[Excerpts from a dataset]
++++++++++
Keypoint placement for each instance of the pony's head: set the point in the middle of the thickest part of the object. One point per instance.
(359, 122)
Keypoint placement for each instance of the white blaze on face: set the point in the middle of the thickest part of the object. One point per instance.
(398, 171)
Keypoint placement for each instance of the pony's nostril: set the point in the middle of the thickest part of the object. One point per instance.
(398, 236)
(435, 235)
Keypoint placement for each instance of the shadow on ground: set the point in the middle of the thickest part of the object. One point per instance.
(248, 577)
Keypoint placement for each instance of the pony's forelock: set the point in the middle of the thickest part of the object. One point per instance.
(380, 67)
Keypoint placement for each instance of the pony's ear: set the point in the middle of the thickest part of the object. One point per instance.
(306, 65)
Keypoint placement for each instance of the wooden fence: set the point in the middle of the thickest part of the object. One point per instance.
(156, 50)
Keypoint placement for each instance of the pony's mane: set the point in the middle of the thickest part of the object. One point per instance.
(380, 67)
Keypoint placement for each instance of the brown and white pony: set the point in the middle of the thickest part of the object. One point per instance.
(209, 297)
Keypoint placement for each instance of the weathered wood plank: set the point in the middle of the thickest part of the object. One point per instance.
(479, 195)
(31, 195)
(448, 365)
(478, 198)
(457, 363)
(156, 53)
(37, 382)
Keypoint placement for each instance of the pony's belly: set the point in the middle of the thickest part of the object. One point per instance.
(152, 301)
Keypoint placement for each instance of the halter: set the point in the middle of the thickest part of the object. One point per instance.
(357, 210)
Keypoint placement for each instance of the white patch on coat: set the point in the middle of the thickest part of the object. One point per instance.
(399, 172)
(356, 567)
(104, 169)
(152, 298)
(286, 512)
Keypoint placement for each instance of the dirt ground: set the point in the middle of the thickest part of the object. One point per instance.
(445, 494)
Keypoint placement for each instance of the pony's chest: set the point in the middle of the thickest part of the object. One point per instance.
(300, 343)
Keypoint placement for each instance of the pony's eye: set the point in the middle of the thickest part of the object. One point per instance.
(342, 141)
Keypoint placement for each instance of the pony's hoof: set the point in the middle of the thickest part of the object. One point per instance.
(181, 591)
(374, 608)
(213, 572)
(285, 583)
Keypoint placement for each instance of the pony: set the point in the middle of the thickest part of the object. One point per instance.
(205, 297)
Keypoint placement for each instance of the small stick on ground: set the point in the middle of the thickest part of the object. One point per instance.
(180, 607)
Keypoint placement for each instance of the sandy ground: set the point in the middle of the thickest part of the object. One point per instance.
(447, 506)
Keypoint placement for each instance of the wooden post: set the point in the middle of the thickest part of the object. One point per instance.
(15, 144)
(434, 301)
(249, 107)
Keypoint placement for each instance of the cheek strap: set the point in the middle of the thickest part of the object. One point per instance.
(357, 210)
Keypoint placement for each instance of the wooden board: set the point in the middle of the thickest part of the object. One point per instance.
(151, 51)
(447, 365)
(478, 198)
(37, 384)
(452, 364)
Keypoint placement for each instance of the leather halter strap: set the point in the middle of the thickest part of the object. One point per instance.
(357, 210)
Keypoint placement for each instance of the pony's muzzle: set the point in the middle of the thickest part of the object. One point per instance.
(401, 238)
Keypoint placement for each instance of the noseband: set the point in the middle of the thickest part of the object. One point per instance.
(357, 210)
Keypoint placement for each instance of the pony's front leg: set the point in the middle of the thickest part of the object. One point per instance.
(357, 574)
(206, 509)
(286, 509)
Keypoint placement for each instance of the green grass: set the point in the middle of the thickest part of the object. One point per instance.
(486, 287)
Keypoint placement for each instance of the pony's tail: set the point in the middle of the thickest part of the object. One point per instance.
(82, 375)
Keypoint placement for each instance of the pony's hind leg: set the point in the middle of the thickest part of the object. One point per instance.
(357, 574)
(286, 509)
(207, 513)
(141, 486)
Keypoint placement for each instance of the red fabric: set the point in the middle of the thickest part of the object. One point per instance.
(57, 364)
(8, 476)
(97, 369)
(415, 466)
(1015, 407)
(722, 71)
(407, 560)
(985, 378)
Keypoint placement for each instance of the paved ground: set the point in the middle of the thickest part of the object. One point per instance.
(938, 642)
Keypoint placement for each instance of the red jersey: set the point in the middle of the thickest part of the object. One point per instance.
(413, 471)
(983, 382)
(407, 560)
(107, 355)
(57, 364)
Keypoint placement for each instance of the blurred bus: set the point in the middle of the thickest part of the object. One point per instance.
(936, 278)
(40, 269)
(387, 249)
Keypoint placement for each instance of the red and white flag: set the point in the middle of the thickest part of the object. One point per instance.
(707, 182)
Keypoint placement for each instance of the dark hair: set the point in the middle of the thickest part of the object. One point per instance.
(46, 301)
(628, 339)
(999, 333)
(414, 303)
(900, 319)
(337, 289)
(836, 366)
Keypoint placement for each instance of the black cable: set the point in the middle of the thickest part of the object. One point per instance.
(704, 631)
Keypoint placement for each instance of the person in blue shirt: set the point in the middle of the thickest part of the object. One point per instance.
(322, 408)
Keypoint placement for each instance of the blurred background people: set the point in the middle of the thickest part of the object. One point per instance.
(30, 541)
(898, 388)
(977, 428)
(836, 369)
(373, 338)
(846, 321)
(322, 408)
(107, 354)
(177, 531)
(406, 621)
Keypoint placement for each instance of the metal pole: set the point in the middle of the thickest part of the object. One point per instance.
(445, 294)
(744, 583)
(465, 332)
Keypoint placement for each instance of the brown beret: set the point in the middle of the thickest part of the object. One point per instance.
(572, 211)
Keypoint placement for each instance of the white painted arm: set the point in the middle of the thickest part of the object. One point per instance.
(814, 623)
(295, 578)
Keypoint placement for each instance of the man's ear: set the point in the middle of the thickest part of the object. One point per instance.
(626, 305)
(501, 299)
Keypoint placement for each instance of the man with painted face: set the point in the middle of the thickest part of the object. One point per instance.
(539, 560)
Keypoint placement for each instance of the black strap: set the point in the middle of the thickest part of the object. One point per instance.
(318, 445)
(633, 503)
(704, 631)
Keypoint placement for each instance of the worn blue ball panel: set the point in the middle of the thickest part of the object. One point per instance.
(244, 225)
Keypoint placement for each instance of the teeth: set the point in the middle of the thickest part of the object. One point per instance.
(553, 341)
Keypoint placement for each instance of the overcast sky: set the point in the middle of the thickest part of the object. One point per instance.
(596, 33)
++++++++++
Write out an exact copy of every record shown above.

Keypoint placement for each instance of the pony's head: set the point in the middle of the thickest part of the object. One point per instance.
(359, 122)
Keypoint placement for each instance of the white blaze on face: set the point in the middle of the thickest part of the object. One point per instance.
(398, 171)
Keypoint placement for each instance of the pony's nostril: set the point in the middle of the thickest part of the object. One point per instance.
(398, 236)
(435, 235)
Keypoint placement for each instance of the shadow on ground: set the point in the middle of the thickest part of the object. One point per instance.
(248, 577)
Keypoint placement for each instance of the pony's forelock: set the point in the middle of the thickest part of the object. One point per instance.
(380, 67)
Keypoint placement for each instance of the pony's ear: set the point in the middle of the thickest part of the object. One point per instance.
(306, 65)
Keypoint placement for each instance of the wooden fence: set the point in the middle of the thickest part of the object. One point per instance.
(156, 50)
Keypoint placement for each instance of the pony's mane: set the point in the middle of the thickest part of the object. One point per instance.
(380, 67)
Keypoint placement for each instance of the brown and white pony: set the point in the middle of the thickest part of the object. One point per instance.
(209, 297)
Keypoint placement for each instance of the weathered wood plank: set the point in the middle of the thickest part of the object. One point per instance.
(479, 195)
(31, 195)
(448, 365)
(478, 198)
(457, 363)
(156, 53)
(37, 382)
Keypoint placement for each instance of the pony's belly: set the point in the middle of the thickest part of the object. One point per instance.
(152, 301)
Keypoint placement for each instance of the halter: set the point in the middle of the thickest part of the object. One point per instance.
(357, 210)
Keypoint placement for each instance of the white patch on coat: set the point in the middle of the thickest part of the object. One point per instance.
(399, 172)
(356, 567)
(104, 169)
(152, 298)
(286, 512)
Keypoint placement for each instance of the dirt ground: set the point in the middle of the thickest part of the object. One point per instance.
(445, 494)
Keypoint placement for each instance of the pony's chest: set the point in the middle of the thickest part of the object. One point per instance.
(300, 343)
Keypoint placement for each instance of the pony's eye: set the point in the middle of the thickest part of the object. One point per instance.
(342, 141)
Keypoint placement for each instance of the pony's hoof: set the point in the middle of the thickest part of the object. One point per instance.
(181, 591)
(374, 608)
(213, 572)
(285, 583)
Keypoint placement for each instance of the pony: set the point in the middle of the thickest part of the object. One point per instance.
(205, 297)
Keypoint placement for each instance of the small stick on ground: set the point in the middle of the thickest part of the object. One point per instance.
(180, 607)
Keypoint placement for each instance of the sandy ground: set the point in the middle of the thickest part of the object. One point per instance.
(447, 506)
Keypoint placement for each instance of the wooden post: set the point in the middle of the thickest part of the object. One point per instance.
(15, 144)
(434, 301)
(249, 107)
Keypoint placement for each instance of the cheek strap: set the point in the middle of the thickest part of the object. One point per instance.
(357, 210)
Keypoint placement for each instance of the wooden board: set the point in the middle of the thickest part of the object. One point per instance.
(151, 51)
(447, 365)
(478, 198)
(37, 384)
(452, 364)
Keypoint placement for each instance of the leather halter strap: set the point in the middle of the thickest part of the object. One point per instance.
(357, 210)
Keypoint placement for each instance of the pony's muzzle: set the point in the middle of the thickest part of the object. One point per instance.
(401, 238)
Keypoint placement for each instance of the noseband: set the point in the middle of the thickest part of the object. One point per instance.
(357, 210)
Keypoint placement for each instance of the pony's front leg: set the point in the middle of the thickest part of the object. One point per instance.
(357, 574)
(206, 509)
(286, 509)
Keypoint placement for each instance of the green grass: set the point in the middle of the thickest part of the object. One point per instance.
(486, 287)
Keypoint placement for each instance of the pony's tail: set the point in the middle of the thickest part of the object. One point per instance.
(82, 375)
Keypoint placement for each instance of the pony's hind leg: set the point in the middle of the thickest part of the object. One point per instance.
(357, 574)
(286, 509)
(207, 513)
(141, 486)
Keypoint placement for each instance of the red fabric: set the point in the middle of the thickest part of the object. One point per instance.
(57, 364)
(8, 476)
(97, 369)
(415, 466)
(1015, 407)
(722, 71)
(407, 560)
(985, 378)
Keypoint placement for each instance of the paved ground: set the point in the middle of the thickest part of the object. One point per instance.
(938, 642)
Keypoint placement for each instance of the red jersey: set the point in the middle of the thickest part of the object. One point per instance.
(413, 471)
(983, 382)
(407, 560)
(107, 355)
(57, 364)
Keypoint placement for each instance of the blurred bus: set the point in the middle of the thickest part of the object. One point per instance.
(936, 278)
(40, 269)
(387, 249)
Keypoint placement for each instance of the red and white flag: set the point in the middle of the thickest part of the object. One point per instance.
(707, 182)
Keypoint placement for each instance of the dark hair: set the point in the middle of the thickest part of the object. One point per instance.
(46, 301)
(628, 339)
(999, 333)
(414, 303)
(900, 319)
(337, 289)
(836, 366)
Keypoint placement for each instance of the black cable: set the point in the middle of the thickest part of the object. One point per instance.
(704, 631)
Keypoint placement for each instance of the person in blue shirt: set the point in the middle of the thickest part of the object. One point per instance.
(322, 408)
Keypoint placement for each instance of the blurred background people: set the point in the middle of the thickest part of the object. One point per instance.
(30, 541)
(898, 388)
(977, 428)
(836, 369)
(373, 338)
(846, 321)
(322, 408)
(107, 354)
(177, 531)
(406, 621)
Keypoint placement for each instance of the metal pole: set the point in the middle of the thickest part of the object. One point per instance.
(445, 294)
(744, 583)
(465, 332)
Keypoint placement for each instance of the brown beret: set the point in the middle of the thickest part of the object. One point per instance.
(572, 211)
Keypoint placement for each instance of the white painted arm: set the point in the middle of the thickest part of the object. One point per instance.
(814, 623)
(295, 578)
Keypoint placement for each instance of the man's ear: set the point in the middle of the thickest part of the object. One point per instance.
(626, 305)
(501, 299)
Keypoint placement for each instance of the man with painted face: set the point in the middle of the thickest part of the object. One point per instance.
(539, 560)
Keypoint placement for each instance of the black strap: set the point in the middle of the thickest part of the object. One point per instance.
(318, 445)
(633, 503)
(704, 631)
Keypoint placement for each instance of the worn blue ball panel: set the point in the middle of the thickest part of the object. One point per instance.
(244, 225)
Keypoint placement for each instance of the teeth: set the point in the middle of the thickest part of the object. One point per instance.
(553, 341)
Keypoint placement for each instance of the overcast sky: set the point in the middle of the thickest part of the object. One point per instance.
(596, 33)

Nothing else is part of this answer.